### RECORDS SUPPLIED
== Segment start ==

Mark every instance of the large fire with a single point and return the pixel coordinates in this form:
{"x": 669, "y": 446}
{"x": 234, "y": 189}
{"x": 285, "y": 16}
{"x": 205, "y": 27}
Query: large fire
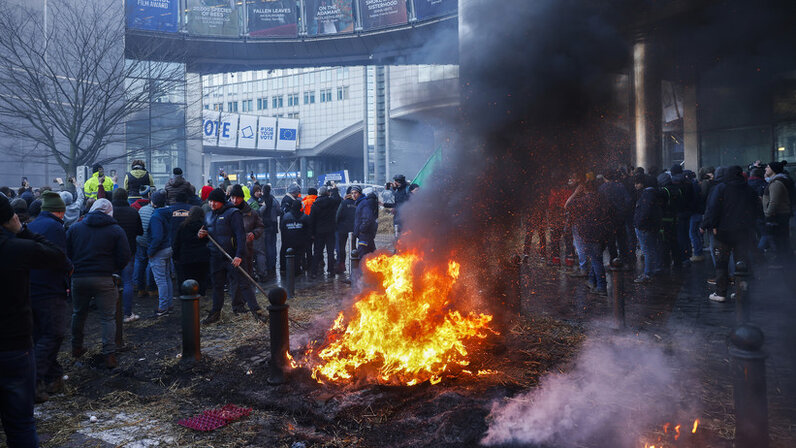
{"x": 406, "y": 332}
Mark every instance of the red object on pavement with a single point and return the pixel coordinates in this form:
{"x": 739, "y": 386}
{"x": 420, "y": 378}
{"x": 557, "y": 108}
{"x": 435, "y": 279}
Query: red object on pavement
{"x": 203, "y": 422}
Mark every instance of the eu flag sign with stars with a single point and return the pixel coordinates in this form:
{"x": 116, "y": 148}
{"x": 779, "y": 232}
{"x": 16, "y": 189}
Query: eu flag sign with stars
{"x": 287, "y": 134}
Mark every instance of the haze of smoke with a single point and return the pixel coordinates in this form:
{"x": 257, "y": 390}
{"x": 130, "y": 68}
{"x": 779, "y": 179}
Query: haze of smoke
{"x": 615, "y": 389}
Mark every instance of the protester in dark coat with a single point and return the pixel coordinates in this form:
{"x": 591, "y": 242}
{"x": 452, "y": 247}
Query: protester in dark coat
{"x": 731, "y": 212}
{"x": 344, "y": 220}
{"x": 365, "y": 221}
{"x": 159, "y": 252}
{"x": 243, "y": 291}
{"x": 176, "y": 185}
{"x": 270, "y": 213}
{"x": 322, "y": 225}
{"x": 225, "y": 225}
{"x": 130, "y": 221}
{"x": 48, "y": 292}
{"x": 191, "y": 255}
{"x": 593, "y": 226}
{"x": 647, "y": 218}
{"x": 295, "y": 229}
{"x": 98, "y": 248}
{"x": 20, "y": 251}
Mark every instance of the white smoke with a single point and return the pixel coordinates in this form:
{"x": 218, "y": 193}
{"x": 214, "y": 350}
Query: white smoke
{"x": 617, "y": 387}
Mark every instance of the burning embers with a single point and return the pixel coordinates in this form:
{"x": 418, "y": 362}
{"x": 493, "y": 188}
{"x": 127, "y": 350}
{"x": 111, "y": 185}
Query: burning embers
{"x": 672, "y": 434}
{"x": 405, "y": 332}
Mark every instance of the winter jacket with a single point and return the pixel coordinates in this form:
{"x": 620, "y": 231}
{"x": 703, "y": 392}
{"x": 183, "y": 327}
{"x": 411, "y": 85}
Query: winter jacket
{"x": 18, "y": 255}
{"x": 308, "y": 201}
{"x": 140, "y": 203}
{"x": 252, "y": 223}
{"x": 225, "y": 225}
{"x": 48, "y": 282}
{"x": 97, "y": 246}
{"x": 648, "y": 213}
{"x": 322, "y": 217}
{"x": 270, "y": 213}
{"x": 286, "y": 201}
{"x": 146, "y": 215}
{"x": 733, "y": 206}
{"x": 178, "y": 213}
{"x": 758, "y": 184}
{"x": 345, "y": 215}
{"x": 365, "y": 218}
{"x": 135, "y": 179}
{"x": 776, "y": 197}
{"x": 129, "y": 220}
{"x": 91, "y": 187}
{"x": 590, "y": 216}
{"x": 295, "y": 230}
{"x": 159, "y": 227}
{"x": 176, "y": 185}
{"x": 189, "y": 248}
{"x": 615, "y": 197}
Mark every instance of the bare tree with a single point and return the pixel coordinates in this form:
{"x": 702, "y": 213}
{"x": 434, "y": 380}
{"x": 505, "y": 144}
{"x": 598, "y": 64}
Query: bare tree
{"x": 66, "y": 85}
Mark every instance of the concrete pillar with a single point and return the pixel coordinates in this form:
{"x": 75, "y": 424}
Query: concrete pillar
{"x": 272, "y": 171}
{"x": 303, "y": 172}
{"x": 647, "y": 95}
{"x": 693, "y": 156}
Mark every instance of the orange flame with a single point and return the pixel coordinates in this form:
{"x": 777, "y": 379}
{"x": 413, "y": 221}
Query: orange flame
{"x": 405, "y": 333}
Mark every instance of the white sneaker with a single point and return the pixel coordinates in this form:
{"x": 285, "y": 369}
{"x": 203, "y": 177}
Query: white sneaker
{"x": 717, "y": 298}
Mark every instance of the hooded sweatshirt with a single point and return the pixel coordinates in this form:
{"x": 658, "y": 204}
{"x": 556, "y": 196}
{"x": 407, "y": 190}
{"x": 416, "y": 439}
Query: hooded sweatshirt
{"x": 97, "y": 246}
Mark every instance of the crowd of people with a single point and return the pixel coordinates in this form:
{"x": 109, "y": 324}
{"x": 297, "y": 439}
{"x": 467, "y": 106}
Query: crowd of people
{"x": 670, "y": 219}
{"x": 82, "y": 244}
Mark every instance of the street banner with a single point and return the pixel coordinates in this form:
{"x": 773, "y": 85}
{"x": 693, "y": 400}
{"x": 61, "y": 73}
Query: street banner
{"x": 338, "y": 177}
{"x": 266, "y": 135}
{"x": 272, "y": 18}
{"x": 287, "y": 134}
{"x": 154, "y": 15}
{"x": 247, "y": 135}
{"x": 228, "y": 130}
{"x": 214, "y": 17}
{"x": 329, "y": 16}
{"x": 429, "y": 9}
{"x": 210, "y": 127}
{"x": 382, "y": 13}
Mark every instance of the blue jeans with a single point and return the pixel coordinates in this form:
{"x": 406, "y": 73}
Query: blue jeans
{"x": 127, "y": 281}
{"x": 105, "y": 294}
{"x": 579, "y": 249}
{"x": 49, "y": 330}
{"x": 650, "y": 247}
{"x": 17, "y": 388}
{"x": 142, "y": 274}
{"x": 161, "y": 269}
{"x": 697, "y": 241}
{"x": 269, "y": 238}
{"x": 594, "y": 251}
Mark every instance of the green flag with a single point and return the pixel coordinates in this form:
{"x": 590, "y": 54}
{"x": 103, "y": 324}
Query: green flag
{"x": 428, "y": 169}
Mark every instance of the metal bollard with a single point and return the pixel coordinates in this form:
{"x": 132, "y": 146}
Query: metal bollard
{"x": 191, "y": 344}
{"x": 290, "y": 271}
{"x": 514, "y": 287}
{"x": 618, "y": 294}
{"x": 117, "y": 280}
{"x": 280, "y": 335}
{"x": 742, "y": 277}
{"x": 749, "y": 383}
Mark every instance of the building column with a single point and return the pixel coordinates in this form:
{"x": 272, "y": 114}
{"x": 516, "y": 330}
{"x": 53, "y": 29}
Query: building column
{"x": 693, "y": 156}
{"x": 303, "y": 173}
{"x": 647, "y": 99}
{"x": 272, "y": 172}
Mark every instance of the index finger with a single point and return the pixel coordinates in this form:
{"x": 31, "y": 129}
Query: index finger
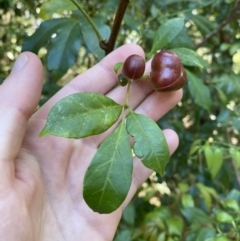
{"x": 101, "y": 78}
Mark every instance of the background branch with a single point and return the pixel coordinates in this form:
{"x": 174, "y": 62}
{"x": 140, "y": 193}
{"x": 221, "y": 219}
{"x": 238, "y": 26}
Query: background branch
{"x": 109, "y": 45}
{"x": 224, "y": 23}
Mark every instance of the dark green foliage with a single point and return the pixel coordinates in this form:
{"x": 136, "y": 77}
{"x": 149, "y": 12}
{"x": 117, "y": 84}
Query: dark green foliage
{"x": 204, "y": 201}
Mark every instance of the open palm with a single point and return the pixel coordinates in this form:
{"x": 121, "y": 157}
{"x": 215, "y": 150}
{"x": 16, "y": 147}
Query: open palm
{"x": 41, "y": 178}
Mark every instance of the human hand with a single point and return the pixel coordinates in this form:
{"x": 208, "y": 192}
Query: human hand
{"x": 41, "y": 178}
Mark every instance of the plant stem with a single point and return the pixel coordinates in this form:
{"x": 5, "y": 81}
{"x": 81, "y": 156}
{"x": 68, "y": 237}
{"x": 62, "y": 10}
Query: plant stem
{"x": 100, "y": 38}
{"x": 127, "y": 94}
{"x": 122, "y": 7}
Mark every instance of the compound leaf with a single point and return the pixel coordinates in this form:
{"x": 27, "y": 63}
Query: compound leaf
{"x": 188, "y": 56}
{"x": 108, "y": 178}
{"x": 150, "y": 143}
{"x": 81, "y": 115}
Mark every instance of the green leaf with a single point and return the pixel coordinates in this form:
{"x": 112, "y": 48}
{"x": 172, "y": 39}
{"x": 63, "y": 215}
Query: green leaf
{"x": 232, "y": 204}
{"x": 81, "y": 115}
{"x": 207, "y": 194}
{"x": 118, "y": 66}
{"x": 235, "y": 154}
{"x": 224, "y": 217}
{"x": 199, "y": 91}
{"x": 214, "y": 160}
{"x": 42, "y": 35}
{"x": 195, "y": 146}
{"x": 204, "y": 26}
{"x": 90, "y": 37}
{"x": 129, "y": 214}
{"x": 55, "y": 6}
{"x": 150, "y": 143}
{"x": 205, "y": 233}
{"x": 166, "y": 33}
{"x": 175, "y": 225}
{"x": 64, "y": 48}
{"x": 187, "y": 201}
{"x": 222, "y": 96}
{"x": 195, "y": 215}
{"x": 188, "y": 56}
{"x": 108, "y": 178}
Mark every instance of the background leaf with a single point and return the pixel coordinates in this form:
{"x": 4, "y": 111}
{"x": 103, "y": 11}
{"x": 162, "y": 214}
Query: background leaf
{"x": 108, "y": 178}
{"x": 55, "y": 6}
{"x": 81, "y": 115}
{"x": 150, "y": 143}
{"x": 166, "y": 33}
{"x": 64, "y": 48}
{"x": 188, "y": 56}
{"x": 43, "y": 34}
{"x": 90, "y": 37}
{"x": 199, "y": 91}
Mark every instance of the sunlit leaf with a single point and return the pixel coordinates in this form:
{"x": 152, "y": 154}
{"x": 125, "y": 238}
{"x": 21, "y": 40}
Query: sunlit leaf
{"x": 175, "y": 225}
{"x": 232, "y": 204}
{"x": 90, "y": 38}
{"x": 187, "y": 200}
{"x": 150, "y": 143}
{"x": 224, "y": 217}
{"x": 118, "y": 66}
{"x": 108, "y": 178}
{"x": 55, "y": 6}
{"x": 166, "y": 33}
{"x": 188, "y": 56}
{"x": 64, "y": 48}
{"x": 193, "y": 214}
{"x": 81, "y": 115}
{"x": 42, "y": 35}
{"x": 205, "y": 233}
{"x": 217, "y": 162}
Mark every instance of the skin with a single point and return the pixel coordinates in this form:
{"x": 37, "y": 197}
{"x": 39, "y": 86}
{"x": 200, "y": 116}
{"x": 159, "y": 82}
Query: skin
{"x": 41, "y": 178}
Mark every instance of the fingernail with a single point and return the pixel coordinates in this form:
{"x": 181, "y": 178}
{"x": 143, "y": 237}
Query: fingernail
{"x": 19, "y": 63}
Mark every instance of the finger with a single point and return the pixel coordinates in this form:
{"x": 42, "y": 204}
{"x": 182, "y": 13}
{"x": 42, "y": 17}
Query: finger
{"x": 100, "y": 79}
{"x": 141, "y": 173}
{"x": 19, "y": 96}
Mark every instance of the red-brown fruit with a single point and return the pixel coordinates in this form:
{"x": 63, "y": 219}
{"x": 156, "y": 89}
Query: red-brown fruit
{"x": 122, "y": 80}
{"x": 133, "y": 67}
{"x": 167, "y": 73}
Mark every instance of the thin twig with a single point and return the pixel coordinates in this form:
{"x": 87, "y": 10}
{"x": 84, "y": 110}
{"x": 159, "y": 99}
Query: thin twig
{"x": 122, "y": 7}
{"x": 224, "y": 23}
{"x": 100, "y": 38}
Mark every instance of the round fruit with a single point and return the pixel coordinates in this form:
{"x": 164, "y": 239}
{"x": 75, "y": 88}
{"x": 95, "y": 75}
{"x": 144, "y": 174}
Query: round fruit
{"x": 133, "y": 67}
{"x": 167, "y": 73}
{"x": 122, "y": 80}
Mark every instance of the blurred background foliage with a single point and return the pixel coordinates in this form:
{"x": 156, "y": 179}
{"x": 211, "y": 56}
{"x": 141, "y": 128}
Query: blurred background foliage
{"x": 198, "y": 198}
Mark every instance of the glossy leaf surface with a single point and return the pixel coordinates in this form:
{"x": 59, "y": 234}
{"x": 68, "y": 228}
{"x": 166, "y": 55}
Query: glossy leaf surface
{"x": 81, "y": 115}
{"x": 188, "y": 56}
{"x": 55, "y": 6}
{"x": 108, "y": 178}
{"x": 150, "y": 143}
{"x": 166, "y": 33}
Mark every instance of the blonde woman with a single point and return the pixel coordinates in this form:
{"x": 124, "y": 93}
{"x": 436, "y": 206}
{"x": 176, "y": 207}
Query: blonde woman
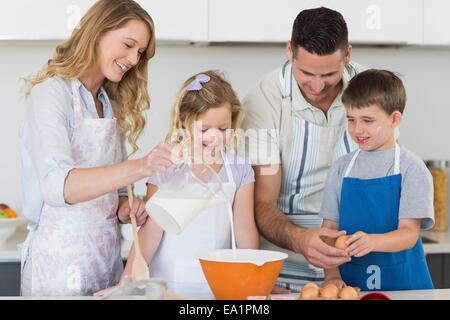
{"x": 80, "y": 109}
{"x": 206, "y": 116}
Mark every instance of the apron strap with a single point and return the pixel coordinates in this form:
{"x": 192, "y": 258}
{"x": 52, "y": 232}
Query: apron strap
{"x": 350, "y": 166}
{"x": 227, "y": 167}
{"x": 76, "y": 103}
{"x": 397, "y": 159}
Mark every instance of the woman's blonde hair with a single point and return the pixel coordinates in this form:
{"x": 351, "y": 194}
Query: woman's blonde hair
{"x": 189, "y": 105}
{"x": 78, "y": 56}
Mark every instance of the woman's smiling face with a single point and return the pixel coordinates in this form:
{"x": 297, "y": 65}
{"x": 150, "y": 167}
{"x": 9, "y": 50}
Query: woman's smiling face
{"x": 121, "y": 49}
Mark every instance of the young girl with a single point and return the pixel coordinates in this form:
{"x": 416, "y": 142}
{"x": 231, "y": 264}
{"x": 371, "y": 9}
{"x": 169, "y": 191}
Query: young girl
{"x": 209, "y": 110}
{"x": 80, "y": 107}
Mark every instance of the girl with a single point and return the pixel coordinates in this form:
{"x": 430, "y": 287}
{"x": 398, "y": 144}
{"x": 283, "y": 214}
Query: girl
{"x": 210, "y": 112}
{"x": 80, "y": 106}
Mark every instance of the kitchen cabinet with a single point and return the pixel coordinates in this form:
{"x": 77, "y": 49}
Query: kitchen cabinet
{"x": 9, "y": 278}
{"x": 369, "y": 21}
{"x": 436, "y": 15}
{"x": 439, "y": 267}
{"x": 179, "y": 19}
{"x": 55, "y": 20}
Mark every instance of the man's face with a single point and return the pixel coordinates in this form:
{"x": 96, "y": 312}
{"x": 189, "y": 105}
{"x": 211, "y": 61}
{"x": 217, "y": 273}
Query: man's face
{"x": 318, "y": 77}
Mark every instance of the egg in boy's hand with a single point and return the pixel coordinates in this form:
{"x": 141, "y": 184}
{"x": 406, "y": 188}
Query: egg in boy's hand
{"x": 357, "y": 245}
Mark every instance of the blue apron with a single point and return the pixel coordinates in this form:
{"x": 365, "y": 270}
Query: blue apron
{"x": 372, "y": 206}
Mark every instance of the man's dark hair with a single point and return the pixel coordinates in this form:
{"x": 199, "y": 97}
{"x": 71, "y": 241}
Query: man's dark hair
{"x": 382, "y": 88}
{"x": 320, "y": 31}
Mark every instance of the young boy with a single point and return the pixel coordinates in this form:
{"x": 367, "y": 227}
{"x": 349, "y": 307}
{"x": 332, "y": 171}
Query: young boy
{"x": 381, "y": 195}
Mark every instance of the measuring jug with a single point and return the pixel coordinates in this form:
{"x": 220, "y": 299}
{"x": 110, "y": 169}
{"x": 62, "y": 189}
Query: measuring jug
{"x": 193, "y": 186}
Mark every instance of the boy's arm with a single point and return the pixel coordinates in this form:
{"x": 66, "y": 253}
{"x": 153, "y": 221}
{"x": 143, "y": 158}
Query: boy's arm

== Segment end ==

### ASSIGNED TASK
Retype only the lines running from the line with "Mark every instance of the blue apron" to the end of the listing, including both of those lines.

### RESPONSE
Mark every instance of the blue apron with a single point and return the pixel coordinates in this form:
{"x": 365, "y": 270}
Query: blue apron
{"x": 372, "y": 206}
Mark every instance of the man's dark hair with a single point and return the pixel coordinates in this form:
{"x": 199, "y": 97}
{"x": 71, "y": 241}
Query: man's dark hair
{"x": 382, "y": 88}
{"x": 320, "y": 31}
Mark every instance of the young boy with a single point and return the pixel coordinates in this form:
{"x": 367, "y": 227}
{"x": 349, "y": 307}
{"x": 332, "y": 171}
Query: young boy
{"x": 381, "y": 195}
Mark every instance of the measuring jug with a single point and return the pixel coordinates in this form:
{"x": 220, "y": 299}
{"x": 110, "y": 169}
{"x": 62, "y": 189}
Query: measuring jug
{"x": 193, "y": 186}
Mark every instance of the boy's arm with a single point and return the pixel coordinates in this form:
{"x": 66, "y": 253}
{"x": 153, "y": 221}
{"x": 143, "y": 158}
Query: boy's arm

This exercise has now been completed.